:: Prompt ::
In the article on Sirimavo Bandaranaike, what limit did the 1971 Land Reform Act place on privately owned land?

:: Text shown ::
######
The Legacy of Sirimavo Bandaranaike: Paving the Way for Women in Politics

By Divya Beeram

Sirimavo Bandaranaike: trailblazer, visionary, luminary.

Sirimavo Bandaranaike, born in 1916 in Ratnapura, Ceylon (now Sri Lanka), rose to power as the world’s first female prime minister.

She was born into a well-off family and eventually married S. W. R. D. Bandaranaike, an emerging politician in the Sri Lankan Freedom Party (SLFP).

Her husband first became prime minister in 1956, but was assassinated in 1959, just years after election.

Even grieving her husband’s death, Mrs. Bandaranaike took it upon herself to continue leadership of the SLFP.


She maintained continuity of her late husband’s work, including socialist economic policies and a neutral stance on international relations.

Under her tenure, several sectors of the economy including banking and insurance were nationalized.

She also introduced the Land Reform Act of No. 01 in 1971, which placed a limit of twenty hectares on privately owned land, and the ​​Land Reform (Amendment) Act that nationalized plantations and farms that were publicly owned.

The ultimate aim of her policy was to increase equity between the country’s less-off, landless peasants, and the rich elite that grasped its control over the country with an iron fist.

However, in 1973, plagued by the effects of the oil crisis, the economy of Sri Lanka began a steady decline. She began a period of austerity to wean the country from the constant stream of foreign aid, assistance, and loans.

In 1975, International Women’s Year, Bandaranaike created a council to focus on women's issues, which would later become the Ministry of Women and Child Affairs.

She appointed the first woman to serve in the Sri Lankan Cabinet, Siva Obeyesekere, first as First State Secretary for Health and later as Minister of Health, and she was honored at the UN World Conference on Women in 1975. 

Yet, after marginalizing the greatest Tamilian majority in Sri Lanka through her support of Buddhism, the Sri Lanka parliament stripped Bandaranaike of her political rights and banned her from running for office in the future in 1980.

By 1986, she had been pardoned, but had lost her party’s support entirely. Her children were left to continue her legacy. Her son, Anura P.S.D. Bandaranaike, became a member of parliament in 1977 and rose to become the leader of the SLFP’s new right-wing, conservative section by 1984. Her daughter and favored child,  Chandrika Bandaranaike Kumaratunga held more left wing views and discouraged Anura Bandaranaike from the SLFP and towards that opposing party, the United National Party (UNP).


Sirimavo Bandaranaike has paved the way for all future women of power, from Mary Robinson, former President of Ireland, to Kamala Harris, our own Vice President.

She was the path forward that the world had looked for.

Oftentimes, as residents of the United States, we forget the progressivity that other countries have maintained, and how far we have to travel before getting there. Countries have had years upon years of leadership by women, but it seems almost impossible in the boundaries of the US, a notion of optimism that we are decades from reaching.

Nonetheless, Sirimavo Bandaranaike remains the beacon of hope whose message will one day lead the world into equitable leadership and powerful policy.
######
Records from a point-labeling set
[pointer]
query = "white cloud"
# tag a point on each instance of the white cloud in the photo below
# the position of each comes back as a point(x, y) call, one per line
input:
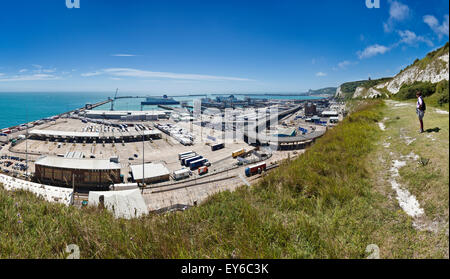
######
:: Worked answer ::
Twenty hectares.